◆ **What is expected**:
From the line containing "If you could put a dot on the lake" to the final line of the entries, every line is to be reproduced exactly; no other line belongs in the output.

◆ **Data for processing**:

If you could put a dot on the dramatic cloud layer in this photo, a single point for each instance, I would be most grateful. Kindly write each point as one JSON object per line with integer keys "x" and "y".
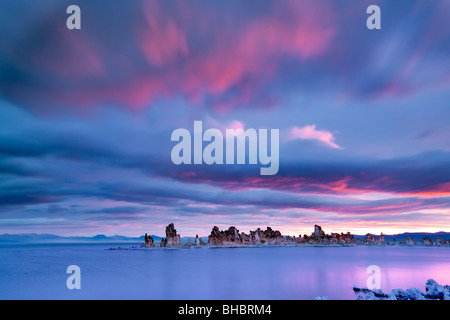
{"x": 86, "y": 115}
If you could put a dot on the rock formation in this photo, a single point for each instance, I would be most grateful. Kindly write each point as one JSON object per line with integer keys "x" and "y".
{"x": 427, "y": 241}
{"x": 173, "y": 239}
{"x": 433, "y": 291}
{"x": 232, "y": 237}
{"x": 410, "y": 241}
{"x": 148, "y": 241}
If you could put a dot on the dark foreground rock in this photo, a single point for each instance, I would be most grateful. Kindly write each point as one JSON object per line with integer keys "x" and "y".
{"x": 433, "y": 291}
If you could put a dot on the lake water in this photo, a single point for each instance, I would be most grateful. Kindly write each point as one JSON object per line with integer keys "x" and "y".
{"x": 39, "y": 271}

◆ **Your solution**:
If you could put a dot on the lake water in this photo, a single point for each instance, I would be most grateful. Kindly write each point as one JSON object per line with integer keys "x" and "y".
{"x": 39, "y": 271}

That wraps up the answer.